#### DOCUMENT PASSAGE:
What are you using for an NFS server?
On that listing before, both machines are CentOS 6.5 (Linux 2.6.32 / rpcbind 0.2):
- [...].71.11 is serving the boot images for all our production EPICS/RTEMS machines
- [...].2.10 is an additional mount with data files. The machine displaying the problem changes directory into this one at the end of the startup script.
We've got a twin site with similar layout. The only difference is that on this other site the CentOS versions are 6.9 and 6.7 respectively, but same kernel and rpcbind versions.
I've seen messages similar to what was reported in 2012 by Bruce Hill [1],
as well as the "not responding" message which you see, while @BNL. I never
associated this with any undesirable behavior. These IOCs served
some PVs both archived, and in an alarm monitor. There were no extraneous
disconnects. However, for these applications, latency up to the CA timeout
interval wouldn't have been noticed unless it happened fairly often.
This was with RTEMS 4.9.6 and various EPICS 3.14.12.x series on mvme3100 boards.
The network traffic was light, the only NFS activity after boot was autosave,
with at least a 5 second holdoff on rewrites.
The NFS server in this case was initially Linux (debian 6 and then 7 as I recall).

#### PROMPT 1:
Answer these questions about the NFS server thread:
(a) Which CentOS versions run on the two machines at the twin site?
(b) What was the only NFS activity after boot in the setup described at BNL?
(c) On which boards were RTEMS 4.9.6 and the EPICS 3.14.12.x series run?
#### PROMPT 2:
Pick up the NFS server thread right after its final sentence and carry it forward.

[Stored items]

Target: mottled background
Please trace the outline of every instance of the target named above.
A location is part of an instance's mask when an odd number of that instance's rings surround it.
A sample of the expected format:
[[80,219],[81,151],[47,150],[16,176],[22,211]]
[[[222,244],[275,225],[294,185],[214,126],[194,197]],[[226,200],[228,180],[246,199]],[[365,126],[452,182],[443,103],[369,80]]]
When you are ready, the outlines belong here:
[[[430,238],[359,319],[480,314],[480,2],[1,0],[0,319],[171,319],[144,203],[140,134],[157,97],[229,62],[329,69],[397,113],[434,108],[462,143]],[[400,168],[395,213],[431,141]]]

#### EXPECTED OUTPUT 1:
(a) CentOS 6.9 and 6.7.
(b) Autosave, with at least a 5 second holdoff on rewrites.
(c) On mvme3100 boards.

#### EXPECTED OUTPUT 2:
Though I think it was later changed out for a proprietary solution, though this
didn't have a noticeable effect on these messages.
Sure. The rpcbind version for CentOS is the same as for Debian 7. In any case, what makes me worry is that we never saw these messages with the other several systems we've been commissioning over the past year, using the same combination of EPICS/OS, and hardware. Sure, this one is the most complex, but still...
Also, I know that the messages are normal for NFS. But I would expect them to be the exception not the norm! Having them so consistently (right now that count is +44000 for that later server) is extremely suspicious.
In any case, thanks for your input! I'll keep the list updated, in case that we find something.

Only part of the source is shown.